Syria’s Paradox: Why
the War Only Ever
Seems to Get Worse
Experts on civil wars say there are several reasons Syria is
“a really, really tough case” that defies historical parallels.
1. A conflict immune to exhaustion
Most civil wars end when one side loses. Either it is defeated militarily, or it exhausts its weapons or loses popular support and has to give up. About a quarter of civil wars end in a peace deal, often because both sides are exhausted.
That might have happened in Syria: the core combatants — the government and the insurgents who began fighting it in 2011 — are both quite weak and, on their own, cannot sustain the fight for long.
But they are not on their own. Each side is backed by foreign powers — including the United States, Russia, Iran, Saudi Arabia and now Turkey — whose interventions have made Syria an ecosystem with no entropy. In other words, the forces that would normally impede the conflict’s inertia are absent, allowing it to continue far longer than it otherwise would.
Government and rebel forces are supplied from abroad, which means their arms never run out. They also both draw political support from foreign governments who do not feel the war’s costs firsthand, rather than from locals who might otherwise push for peace to end their pain. These material and human costs are easy for the far richer foreign powers to bear.
This is why, according to James D. Fearon, a Stanford professor who studies civil wars, multiple studies have found that “if you have outside intervention on both sides, duration is significantly greater.”

|---|

**Set of tasks**
1. According to the article on Syria's war, roughly what share of civil wars end in a peace deal?
2. Write out the records from the line containing "Return the polygon of every instance of the <item>dead" through the end of the records, inclusive, reproducing each line exactly.

Stored records

|---|

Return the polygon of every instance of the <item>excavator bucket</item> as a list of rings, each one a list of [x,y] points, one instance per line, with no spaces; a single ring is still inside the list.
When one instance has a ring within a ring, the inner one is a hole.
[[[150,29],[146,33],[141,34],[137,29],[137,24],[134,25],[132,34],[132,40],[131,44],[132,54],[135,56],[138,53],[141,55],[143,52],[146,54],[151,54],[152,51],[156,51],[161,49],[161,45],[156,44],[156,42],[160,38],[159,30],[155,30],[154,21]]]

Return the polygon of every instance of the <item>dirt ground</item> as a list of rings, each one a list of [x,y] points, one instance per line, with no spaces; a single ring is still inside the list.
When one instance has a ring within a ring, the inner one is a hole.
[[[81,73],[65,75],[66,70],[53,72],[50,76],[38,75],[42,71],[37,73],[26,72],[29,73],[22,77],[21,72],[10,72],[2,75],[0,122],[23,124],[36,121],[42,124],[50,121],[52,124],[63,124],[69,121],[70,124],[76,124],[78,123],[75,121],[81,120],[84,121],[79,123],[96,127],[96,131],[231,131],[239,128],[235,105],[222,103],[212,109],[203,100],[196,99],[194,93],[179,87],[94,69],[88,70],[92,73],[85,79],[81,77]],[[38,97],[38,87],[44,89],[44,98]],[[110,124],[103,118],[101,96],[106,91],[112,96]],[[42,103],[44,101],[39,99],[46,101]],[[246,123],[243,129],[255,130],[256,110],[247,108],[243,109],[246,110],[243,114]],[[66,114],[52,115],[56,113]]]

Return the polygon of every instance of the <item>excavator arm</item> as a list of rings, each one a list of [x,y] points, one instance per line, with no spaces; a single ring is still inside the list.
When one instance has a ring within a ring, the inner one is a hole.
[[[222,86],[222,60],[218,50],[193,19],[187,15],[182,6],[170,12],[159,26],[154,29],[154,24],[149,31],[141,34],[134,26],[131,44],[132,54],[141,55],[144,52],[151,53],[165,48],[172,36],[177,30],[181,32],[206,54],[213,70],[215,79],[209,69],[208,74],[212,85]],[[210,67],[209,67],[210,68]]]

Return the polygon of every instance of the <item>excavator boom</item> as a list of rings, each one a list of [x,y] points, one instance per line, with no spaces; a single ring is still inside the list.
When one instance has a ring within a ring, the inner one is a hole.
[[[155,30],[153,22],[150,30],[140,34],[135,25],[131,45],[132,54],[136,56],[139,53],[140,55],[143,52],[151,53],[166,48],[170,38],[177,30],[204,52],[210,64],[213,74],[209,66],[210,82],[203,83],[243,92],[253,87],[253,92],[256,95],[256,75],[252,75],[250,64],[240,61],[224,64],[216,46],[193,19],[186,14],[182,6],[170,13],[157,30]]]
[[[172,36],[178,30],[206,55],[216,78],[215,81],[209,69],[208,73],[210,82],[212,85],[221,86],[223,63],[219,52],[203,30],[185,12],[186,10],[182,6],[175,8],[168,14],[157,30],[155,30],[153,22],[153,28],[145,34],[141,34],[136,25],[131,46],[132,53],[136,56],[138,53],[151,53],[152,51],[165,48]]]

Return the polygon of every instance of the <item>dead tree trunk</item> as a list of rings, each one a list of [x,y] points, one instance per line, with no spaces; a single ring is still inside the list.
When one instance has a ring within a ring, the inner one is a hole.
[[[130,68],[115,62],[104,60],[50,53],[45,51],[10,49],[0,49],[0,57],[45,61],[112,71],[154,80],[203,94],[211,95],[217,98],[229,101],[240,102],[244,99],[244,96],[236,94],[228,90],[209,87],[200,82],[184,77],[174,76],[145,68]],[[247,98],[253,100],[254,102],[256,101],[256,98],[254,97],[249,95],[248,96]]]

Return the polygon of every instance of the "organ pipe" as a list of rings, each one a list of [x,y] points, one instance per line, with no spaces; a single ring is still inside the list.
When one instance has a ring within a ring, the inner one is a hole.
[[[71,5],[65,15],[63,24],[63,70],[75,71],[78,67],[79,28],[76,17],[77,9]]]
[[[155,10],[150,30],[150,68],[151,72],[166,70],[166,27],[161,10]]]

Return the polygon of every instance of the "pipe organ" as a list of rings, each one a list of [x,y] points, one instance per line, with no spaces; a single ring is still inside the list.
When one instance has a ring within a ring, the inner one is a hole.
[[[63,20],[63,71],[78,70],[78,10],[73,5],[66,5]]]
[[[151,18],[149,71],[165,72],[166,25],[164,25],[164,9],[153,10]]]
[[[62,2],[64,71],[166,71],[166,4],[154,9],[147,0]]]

|---|

**Answer list**
1. About a quarter of civil wars end in a peace deal.

2.
Return the polygon of every instance of the <item>dead tree trunk</item> as a list of rings, each one a list of [x,y] points, one instance per line, with no spaces; a single ring is still inside the list.
When one instance has a ring within a ring, the inner one is a hole.
[[[130,68],[115,62],[104,60],[50,53],[45,51],[10,49],[0,49],[0,57],[45,61],[112,71],[154,80],[203,94],[211,95],[217,98],[229,101],[240,102],[244,99],[244,96],[236,94],[228,90],[209,87],[200,82],[184,77],[174,76],[145,68]],[[247,98],[253,100],[254,102],[256,101],[256,98],[254,97],[249,95],[248,96]]]

Return the polygon of every instance of the "organ pipe" as a list of rings, each one a list of [x,y] points, one instance per line, with no spaces; a single ring is still inside the list.
When one instance has a ring within a ring, the inner one is a hole.
[[[71,5],[65,15],[63,24],[63,70],[75,71],[78,67],[79,28],[76,17],[77,9]]]
[[[155,10],[150,30],[150,68],[151,72],[166,70],[166,27],[161,10]]]

Return the polygon of every instance of the "pipe organ" as a list of rings, each one a list of [x,y] points, one instance per line, with no spaces; a single ring is still inside the list.
When one instance has a ring within a ring, the inner one is a hole.
[[[63,20],[63,71],[78,70],[78,10],[73,5],[66,5]]]
[[[151,18],[149,71],[165,72],[166,25],[164,25],[164,9],[153,10]]]
[[[62,2],[64,71],[166,71],[166,4],[154,9],[147,0]]]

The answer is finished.